EXERCISE GOAL: Show each line in the data below that contains the word "patterned".

RAW DATA:
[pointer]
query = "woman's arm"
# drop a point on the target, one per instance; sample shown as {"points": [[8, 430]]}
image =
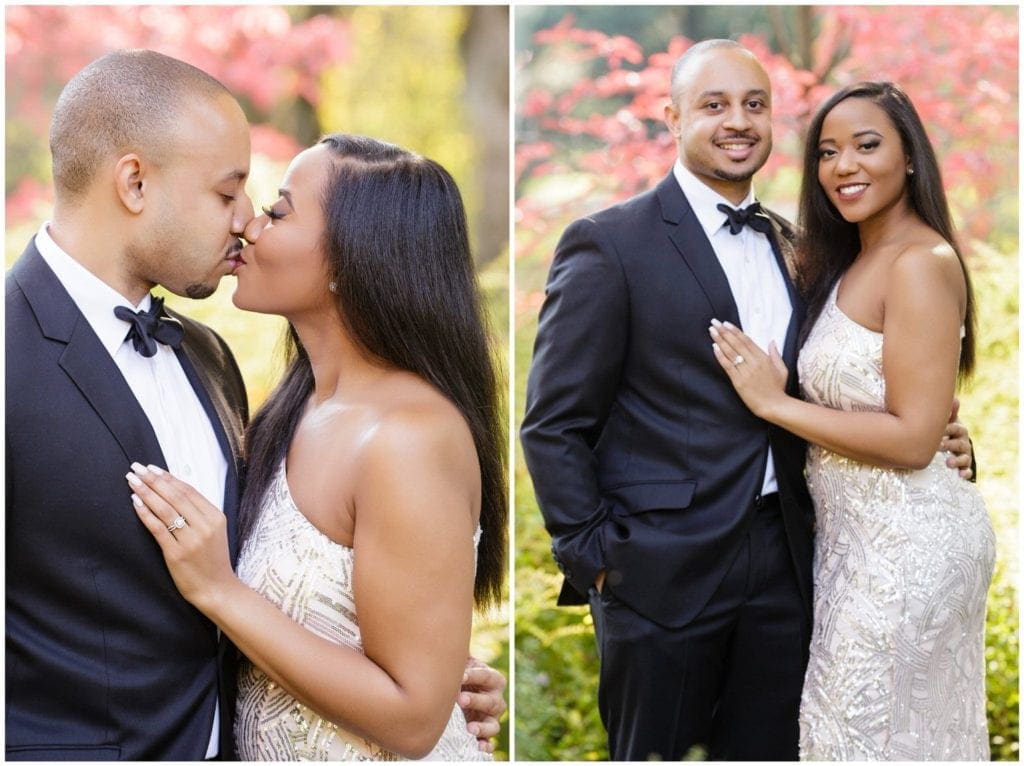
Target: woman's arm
{"points": [[413, 580], [924, 306]]}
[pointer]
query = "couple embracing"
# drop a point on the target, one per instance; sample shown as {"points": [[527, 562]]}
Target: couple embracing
{"points": [[734, 433], [182, 584]]}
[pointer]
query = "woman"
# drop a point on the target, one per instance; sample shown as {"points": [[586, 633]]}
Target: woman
{"points": [[904, 549], [375, 510]]}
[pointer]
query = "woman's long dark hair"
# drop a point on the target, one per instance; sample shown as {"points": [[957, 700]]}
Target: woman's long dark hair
{"points": [[828, 245], [397, 249]]}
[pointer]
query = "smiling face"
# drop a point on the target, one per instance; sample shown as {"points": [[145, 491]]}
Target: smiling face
{"points": [[721, 117], [285, 270], [862, 165]]}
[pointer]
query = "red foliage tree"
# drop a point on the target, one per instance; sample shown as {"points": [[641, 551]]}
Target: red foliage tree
{"points": [[270, 58], [957, 64]]}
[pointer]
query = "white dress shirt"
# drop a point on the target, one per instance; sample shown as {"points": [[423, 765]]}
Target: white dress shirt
{"points": [[186, 437], [755, 280]]}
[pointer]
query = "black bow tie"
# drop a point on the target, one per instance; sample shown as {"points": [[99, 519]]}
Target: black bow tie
{"points": [[749, 216], [148, 327]]}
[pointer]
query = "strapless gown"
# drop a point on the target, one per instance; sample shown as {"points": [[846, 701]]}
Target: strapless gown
{"points": [[902, 563], [309, 578]]}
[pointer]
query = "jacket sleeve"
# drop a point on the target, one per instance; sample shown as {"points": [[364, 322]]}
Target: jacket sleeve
{"points": [[578, 359]]}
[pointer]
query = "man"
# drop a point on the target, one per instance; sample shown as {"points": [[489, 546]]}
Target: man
{"points": [[682, 517], [104, 660]]}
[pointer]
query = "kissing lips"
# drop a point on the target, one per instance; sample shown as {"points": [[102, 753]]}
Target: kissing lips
{"points": [[235, 256]]}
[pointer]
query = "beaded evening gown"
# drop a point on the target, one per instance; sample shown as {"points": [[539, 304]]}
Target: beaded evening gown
{"points": [[309, 578], [902, 562]]}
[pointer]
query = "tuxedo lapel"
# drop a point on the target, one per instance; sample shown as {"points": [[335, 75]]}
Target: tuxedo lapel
{"points": [[691, 242], [86, 362]]}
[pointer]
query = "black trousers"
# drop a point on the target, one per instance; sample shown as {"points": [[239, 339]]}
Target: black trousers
{"points": [[728, 683]]}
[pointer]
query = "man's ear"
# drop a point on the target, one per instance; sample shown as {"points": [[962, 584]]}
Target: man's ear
{"points": [[129, 182], [672, 118]]}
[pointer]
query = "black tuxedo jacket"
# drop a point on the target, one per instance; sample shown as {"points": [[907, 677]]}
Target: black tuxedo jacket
{"points": [[104, 660], [644, 460]]}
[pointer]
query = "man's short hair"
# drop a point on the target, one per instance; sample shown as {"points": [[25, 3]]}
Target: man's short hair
{"points": [[124, 101], [692, 53]]}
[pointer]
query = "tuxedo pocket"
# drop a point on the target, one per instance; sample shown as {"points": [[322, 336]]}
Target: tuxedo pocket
{"points": [[641, 497]]}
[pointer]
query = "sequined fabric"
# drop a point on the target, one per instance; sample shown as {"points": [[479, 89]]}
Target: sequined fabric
{"points": [[902, 563], [309, 578]]}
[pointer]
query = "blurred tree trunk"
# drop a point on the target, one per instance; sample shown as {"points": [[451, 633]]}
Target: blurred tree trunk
{"points": [[485, 53]]}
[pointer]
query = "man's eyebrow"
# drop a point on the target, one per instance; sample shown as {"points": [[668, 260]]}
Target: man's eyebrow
{"points": [[235, 175], [722, 93]]}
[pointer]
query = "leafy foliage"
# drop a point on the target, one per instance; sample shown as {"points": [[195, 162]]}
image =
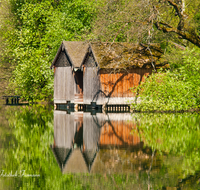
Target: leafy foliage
{"points": [[39, 28], [177, 89]]}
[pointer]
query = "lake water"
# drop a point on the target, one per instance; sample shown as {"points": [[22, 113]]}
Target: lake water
{"points": [[43, 148]]}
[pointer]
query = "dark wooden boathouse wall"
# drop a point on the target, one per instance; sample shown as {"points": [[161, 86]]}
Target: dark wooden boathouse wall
{"points": [[91, 85], [63, 79]]}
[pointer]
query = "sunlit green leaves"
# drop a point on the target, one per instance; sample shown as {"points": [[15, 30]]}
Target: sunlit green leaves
{"points": [[175, 135], [177, 89]]}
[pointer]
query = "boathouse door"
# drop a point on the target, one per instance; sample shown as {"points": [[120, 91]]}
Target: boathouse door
{"points": [[78, 75]]}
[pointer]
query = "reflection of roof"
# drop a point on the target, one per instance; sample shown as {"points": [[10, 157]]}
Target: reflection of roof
{"points": [[89, 156], [74, 161], [61, 155], [124, 55]]}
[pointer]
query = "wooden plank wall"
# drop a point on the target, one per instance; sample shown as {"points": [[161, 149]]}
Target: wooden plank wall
{"points": [[63, 85], [64, 129], [91, 85], [118, 84]]}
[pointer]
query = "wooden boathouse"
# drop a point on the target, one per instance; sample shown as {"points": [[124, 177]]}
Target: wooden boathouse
{"points": [[101, 73]]}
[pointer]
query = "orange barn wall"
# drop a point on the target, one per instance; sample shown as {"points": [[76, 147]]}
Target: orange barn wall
{"points": [[118, 84]]}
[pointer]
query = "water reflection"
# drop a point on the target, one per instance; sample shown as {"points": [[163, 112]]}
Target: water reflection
{"points": [[155, 151], [96, 143]]}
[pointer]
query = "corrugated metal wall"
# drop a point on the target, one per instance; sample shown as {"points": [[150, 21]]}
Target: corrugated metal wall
{"points": [[118, 84]]}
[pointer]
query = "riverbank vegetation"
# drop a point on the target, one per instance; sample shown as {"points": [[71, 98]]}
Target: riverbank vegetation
{"points": [[31, 32]]}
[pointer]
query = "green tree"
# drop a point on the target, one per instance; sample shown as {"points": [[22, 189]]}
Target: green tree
{"points": [[178, 89], [39, 28]]}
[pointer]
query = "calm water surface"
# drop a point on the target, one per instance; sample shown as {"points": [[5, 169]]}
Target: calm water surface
{"points": [[42, 148]]}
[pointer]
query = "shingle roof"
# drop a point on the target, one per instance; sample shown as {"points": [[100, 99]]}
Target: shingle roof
{"points": [[114, 55], [76, 52], [125, 55]]}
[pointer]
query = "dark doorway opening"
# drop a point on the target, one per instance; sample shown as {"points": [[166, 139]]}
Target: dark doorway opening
{"points": [[78, 75]]}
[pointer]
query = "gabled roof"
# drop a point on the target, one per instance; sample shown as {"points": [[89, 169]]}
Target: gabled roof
{"points": [[75, 50], [116, 55], [126, 55]]}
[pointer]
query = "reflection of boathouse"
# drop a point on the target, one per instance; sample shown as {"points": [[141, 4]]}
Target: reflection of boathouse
{"points": [[87, 143], [101, 72]]}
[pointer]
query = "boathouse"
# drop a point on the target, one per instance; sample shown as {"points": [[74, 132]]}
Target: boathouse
{"points": [[102, 73]]}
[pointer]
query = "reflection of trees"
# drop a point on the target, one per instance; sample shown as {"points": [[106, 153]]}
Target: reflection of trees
{"points": [[175, 135]]}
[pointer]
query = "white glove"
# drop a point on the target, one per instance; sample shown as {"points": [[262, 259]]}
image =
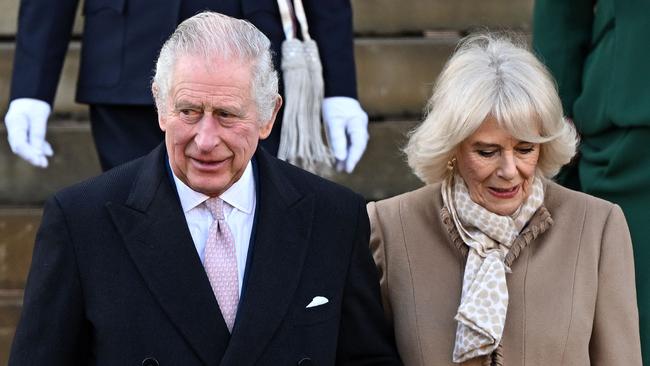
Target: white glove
{"points": [[26, 122], [347, 128]]}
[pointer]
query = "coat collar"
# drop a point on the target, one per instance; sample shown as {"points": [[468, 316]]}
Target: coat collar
{"points": [[156, 236]]}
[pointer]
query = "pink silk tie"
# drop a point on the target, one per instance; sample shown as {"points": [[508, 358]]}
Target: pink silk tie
{"points": [[220, 262]]}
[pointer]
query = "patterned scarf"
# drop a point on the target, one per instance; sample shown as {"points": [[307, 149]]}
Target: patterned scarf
{"points": [[482, 312]]}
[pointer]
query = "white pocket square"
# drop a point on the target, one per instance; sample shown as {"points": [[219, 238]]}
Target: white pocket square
{"points": [[317, 301]]}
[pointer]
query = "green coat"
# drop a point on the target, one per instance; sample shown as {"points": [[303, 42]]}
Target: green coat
{"points": [[599, 52]]}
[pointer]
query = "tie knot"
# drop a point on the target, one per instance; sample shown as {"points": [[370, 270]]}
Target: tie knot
{"points": [[215, 205]]}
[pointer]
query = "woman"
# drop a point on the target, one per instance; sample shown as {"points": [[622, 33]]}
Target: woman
{"points": [[491, 263]]}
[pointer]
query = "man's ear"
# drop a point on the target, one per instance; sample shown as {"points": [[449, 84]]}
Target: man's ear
{"points": [[155, 90], [267, 126]]}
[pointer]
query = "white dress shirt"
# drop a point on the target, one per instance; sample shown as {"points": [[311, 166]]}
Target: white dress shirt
{"points": [[239, 211]]}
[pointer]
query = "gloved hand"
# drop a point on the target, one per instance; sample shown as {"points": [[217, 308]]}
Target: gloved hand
{"points": [[347, 128], [26, 122]]}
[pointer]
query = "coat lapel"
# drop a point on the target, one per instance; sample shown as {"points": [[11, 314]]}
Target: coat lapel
{"points": [[155, 233], [281, 242]]}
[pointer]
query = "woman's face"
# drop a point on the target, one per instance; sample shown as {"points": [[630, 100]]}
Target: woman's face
{"points": [[497, 168]]}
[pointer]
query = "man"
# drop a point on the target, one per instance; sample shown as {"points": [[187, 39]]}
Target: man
{"points": [[208, 250], [121, 40], [597, 52]]}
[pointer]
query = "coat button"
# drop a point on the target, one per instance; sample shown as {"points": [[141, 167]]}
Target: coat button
{"points": [[150, 361], [306, 362]]}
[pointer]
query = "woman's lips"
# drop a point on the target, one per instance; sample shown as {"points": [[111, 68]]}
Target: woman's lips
{"points": [[504, 192]]}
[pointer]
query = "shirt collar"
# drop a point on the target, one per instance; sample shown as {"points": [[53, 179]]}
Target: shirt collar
{"points": [[241, 195]]}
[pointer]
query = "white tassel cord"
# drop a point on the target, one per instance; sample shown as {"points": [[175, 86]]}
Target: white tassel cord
{"points": [[295, 74]]}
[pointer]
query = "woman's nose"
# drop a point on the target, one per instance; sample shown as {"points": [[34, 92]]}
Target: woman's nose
{"points": [[507, 166]]}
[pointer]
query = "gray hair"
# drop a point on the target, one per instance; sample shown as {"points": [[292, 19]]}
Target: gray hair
{"points": [[212, 35], [495, 76]]}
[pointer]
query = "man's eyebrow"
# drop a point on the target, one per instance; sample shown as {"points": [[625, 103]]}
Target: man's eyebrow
{"points": [[179, 104]]}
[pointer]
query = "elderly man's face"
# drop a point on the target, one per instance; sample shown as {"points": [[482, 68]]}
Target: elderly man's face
{"points": [[211, 123], [497, 168]]}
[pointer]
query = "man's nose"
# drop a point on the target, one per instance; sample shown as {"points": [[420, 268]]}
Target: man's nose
{"points": [[208, 133]]}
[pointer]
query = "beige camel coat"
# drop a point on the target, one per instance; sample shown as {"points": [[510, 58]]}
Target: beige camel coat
{"points": [[572, 292]]}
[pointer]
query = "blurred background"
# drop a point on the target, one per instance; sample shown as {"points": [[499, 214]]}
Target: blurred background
{"points": [[400, 47]]}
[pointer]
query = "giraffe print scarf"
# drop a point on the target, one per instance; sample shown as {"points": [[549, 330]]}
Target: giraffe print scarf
{"points": [[484, 300]]}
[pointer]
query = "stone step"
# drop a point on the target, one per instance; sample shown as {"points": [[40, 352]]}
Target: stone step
{"points": [[385, 16], [394, 74], [381, 172]]}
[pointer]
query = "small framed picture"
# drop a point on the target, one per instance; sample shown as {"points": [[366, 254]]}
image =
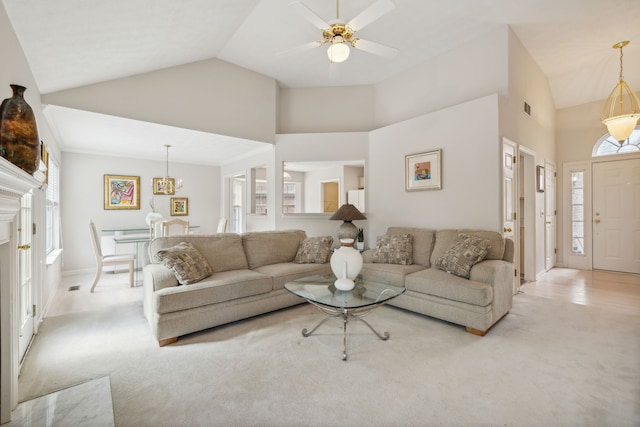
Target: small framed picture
{"points": [[540, 179], [157, 187], [179, 206], [121, 192], [423, 171]]}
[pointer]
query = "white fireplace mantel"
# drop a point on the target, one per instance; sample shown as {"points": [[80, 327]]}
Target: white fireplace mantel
{"points": [[14, 183]]}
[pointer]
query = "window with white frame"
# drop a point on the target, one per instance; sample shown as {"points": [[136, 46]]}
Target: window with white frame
{"points": [[236, 206], [53, 207], [577, 213]]}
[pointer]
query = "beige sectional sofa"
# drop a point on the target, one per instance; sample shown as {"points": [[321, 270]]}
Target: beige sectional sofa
{"points": [[477, 302], [248, 276]]}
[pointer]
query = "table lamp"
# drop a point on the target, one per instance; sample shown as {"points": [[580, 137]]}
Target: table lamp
{"points": [[347, 230]]}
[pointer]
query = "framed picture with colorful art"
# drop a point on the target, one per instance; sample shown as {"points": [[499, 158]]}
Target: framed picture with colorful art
{"points": [[423, 171], [121, 192], [179, 206], [159, 189]]}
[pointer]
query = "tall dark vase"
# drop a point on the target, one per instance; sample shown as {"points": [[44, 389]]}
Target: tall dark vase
{"points": [[19, 142]]}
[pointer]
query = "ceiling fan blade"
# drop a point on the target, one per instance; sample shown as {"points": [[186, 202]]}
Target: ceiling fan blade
{"points": [[310, 15], [370, 14], [376, 48], [299, 49]]}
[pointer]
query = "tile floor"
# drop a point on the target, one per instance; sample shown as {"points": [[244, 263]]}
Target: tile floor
{"points": [[87, 404]]}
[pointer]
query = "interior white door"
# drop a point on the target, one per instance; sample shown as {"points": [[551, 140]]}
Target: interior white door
{"points": [[25, 273], [510, 195], [550, 216], [616, 217]]}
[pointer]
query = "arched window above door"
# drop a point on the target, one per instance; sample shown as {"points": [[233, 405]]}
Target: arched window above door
{"points": [[607, 145]]}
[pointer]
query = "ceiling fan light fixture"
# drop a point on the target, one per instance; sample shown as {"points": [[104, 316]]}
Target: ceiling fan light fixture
{"points": [[620, 117], [338, 51]]}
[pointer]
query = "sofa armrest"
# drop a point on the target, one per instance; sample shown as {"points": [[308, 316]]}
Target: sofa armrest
{"points": [[492, 271], [157, 276]]}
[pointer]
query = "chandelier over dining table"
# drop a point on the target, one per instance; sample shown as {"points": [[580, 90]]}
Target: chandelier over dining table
{"points": [[168, 185]]}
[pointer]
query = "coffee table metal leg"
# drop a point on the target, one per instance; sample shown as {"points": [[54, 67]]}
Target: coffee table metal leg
{"points": [[345, 319], [384, 336], [345, 314], [306, 334]]}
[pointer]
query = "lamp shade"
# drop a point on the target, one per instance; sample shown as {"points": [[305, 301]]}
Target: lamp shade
{"points": [[620, 127], [338, 51], [347, 213], [621, 110]]}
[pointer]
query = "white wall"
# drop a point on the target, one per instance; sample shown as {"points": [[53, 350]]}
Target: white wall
{"points": [[474, 69], [326, 109], [469, 138], [82, 198], [210, 96]]}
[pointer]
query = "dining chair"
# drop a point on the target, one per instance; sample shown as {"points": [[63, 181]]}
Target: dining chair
{"points": [[155, 228], [108, 260], [173, 227]]}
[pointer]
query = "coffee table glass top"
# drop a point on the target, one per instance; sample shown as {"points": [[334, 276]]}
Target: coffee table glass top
{"points": [[320, 290]]}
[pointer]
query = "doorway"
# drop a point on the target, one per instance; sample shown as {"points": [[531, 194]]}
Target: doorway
{"points": [[25, 280], [615, 223], [330, 196], [527, 214]]}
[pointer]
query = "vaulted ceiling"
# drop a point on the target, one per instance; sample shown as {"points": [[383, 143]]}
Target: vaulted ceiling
{"points": [[72, 43]]}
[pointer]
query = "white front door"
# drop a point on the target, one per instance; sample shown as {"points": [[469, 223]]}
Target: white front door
{"points": [[616, 217], [509, 197], [25, 232], [550, 216]]}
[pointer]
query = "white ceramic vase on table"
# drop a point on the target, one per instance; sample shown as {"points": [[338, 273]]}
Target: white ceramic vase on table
{"points": [[346, 263]]}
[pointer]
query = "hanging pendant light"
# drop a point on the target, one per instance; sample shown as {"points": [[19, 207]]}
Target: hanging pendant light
{"points": [[167, 185], [620, 117]]}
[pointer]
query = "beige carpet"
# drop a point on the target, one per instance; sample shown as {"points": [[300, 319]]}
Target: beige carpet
{"points": [[546, 363]]}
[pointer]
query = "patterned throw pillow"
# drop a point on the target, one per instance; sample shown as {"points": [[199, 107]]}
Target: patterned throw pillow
{"points": [[314, 250], [464, 253], [187, 263], [394, 249]]}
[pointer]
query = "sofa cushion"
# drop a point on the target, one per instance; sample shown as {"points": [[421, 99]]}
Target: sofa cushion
{"points": [[433, 281], [394, 274], [217, 288], [465, 252], [423, 240], [271, 247], [187, 263], [223, 251], [288, 271], [394, 249], [314, 250], [445, 238]]}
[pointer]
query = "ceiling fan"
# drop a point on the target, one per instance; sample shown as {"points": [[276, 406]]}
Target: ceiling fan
{"points": [[339, 34]]}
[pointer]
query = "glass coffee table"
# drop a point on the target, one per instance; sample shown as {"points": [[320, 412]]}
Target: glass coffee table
{"points": [[353, 304]]}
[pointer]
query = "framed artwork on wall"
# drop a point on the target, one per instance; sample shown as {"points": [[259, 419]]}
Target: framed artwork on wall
{"points": [[157, 188], [121, 192], [540, 179], [179, 206], [423, 171]]}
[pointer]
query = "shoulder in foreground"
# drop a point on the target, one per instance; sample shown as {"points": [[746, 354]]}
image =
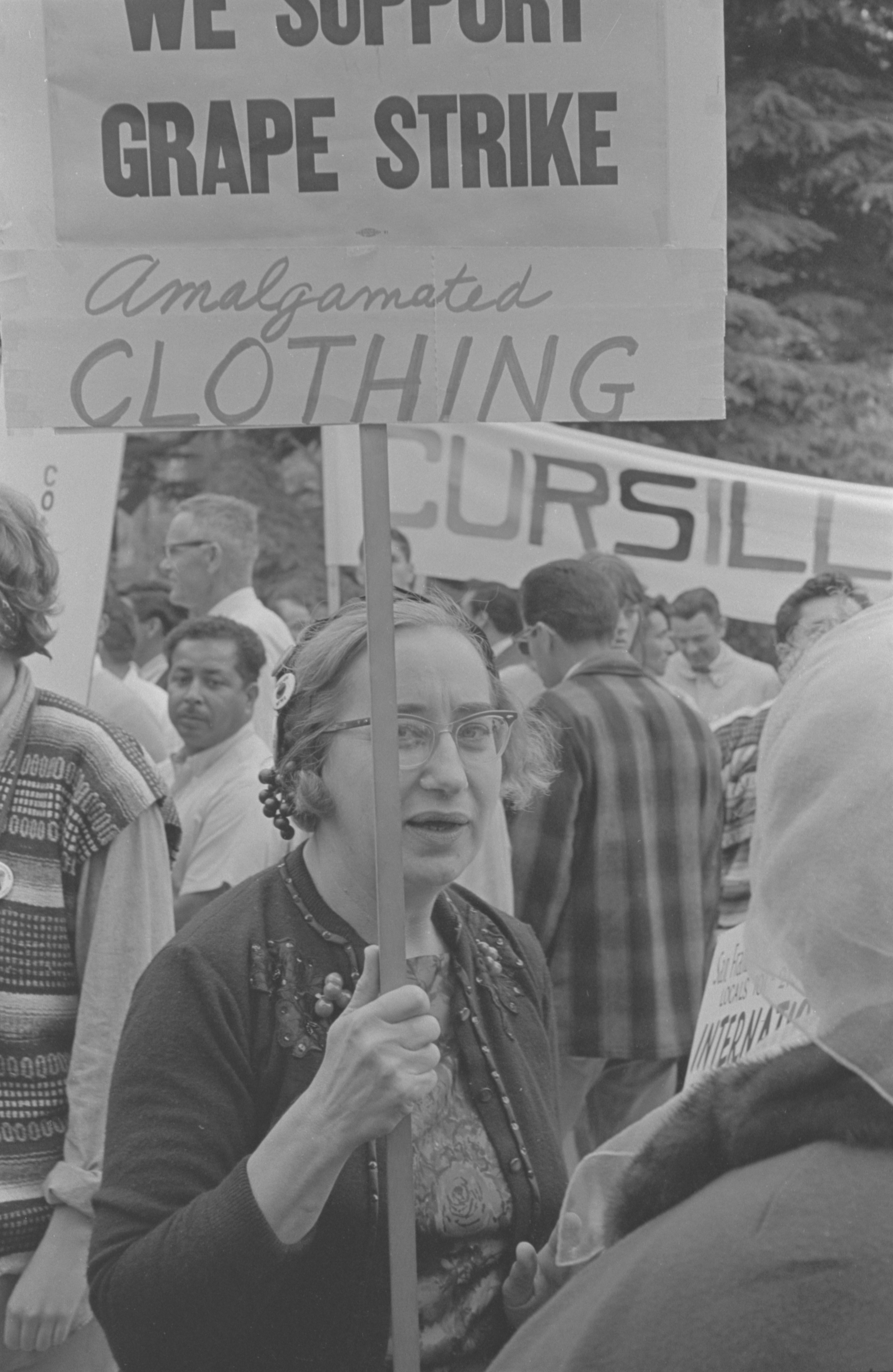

RESPONSE FOR THIS EXERCISE:
query = "patterned scarf"
Target: patterned scarf
query = "patterned throw pillow"
Target: patterned throw pillow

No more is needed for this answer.